Please extract every line of the data below that contains the word "pointer".

****************************************

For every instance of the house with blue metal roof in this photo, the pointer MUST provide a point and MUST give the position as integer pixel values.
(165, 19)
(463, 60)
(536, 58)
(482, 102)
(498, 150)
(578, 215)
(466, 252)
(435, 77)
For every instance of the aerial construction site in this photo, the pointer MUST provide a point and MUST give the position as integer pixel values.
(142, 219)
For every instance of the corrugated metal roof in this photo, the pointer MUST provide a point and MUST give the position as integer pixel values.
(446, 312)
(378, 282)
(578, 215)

****************************************

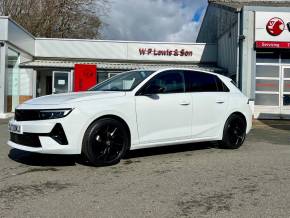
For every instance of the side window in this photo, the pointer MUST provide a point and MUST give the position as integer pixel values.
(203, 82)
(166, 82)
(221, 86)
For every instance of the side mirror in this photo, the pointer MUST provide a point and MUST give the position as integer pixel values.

****************************************

COMPLETE RESPONSE
For every instance of the house with blue metal roof in this photo, the pointer MUST provide a point and MUST give the position as integer pixel values.
For every instance of the aerial construction site in this photo, the pointer MUST provide a point and MUST give the position as integer pixel values.
For every instance of the corrugated metal roof in this photo, the pointer MUST provide a point and MUST give the position as integer pixel values.
For every instance of the side window in this photo, the pointer MUST provide a point and MUST give the position as integer pixel values.
For every instance of the side mirror in this photo, the pointer MUST provide a point and MUST give the position as integer pixel values.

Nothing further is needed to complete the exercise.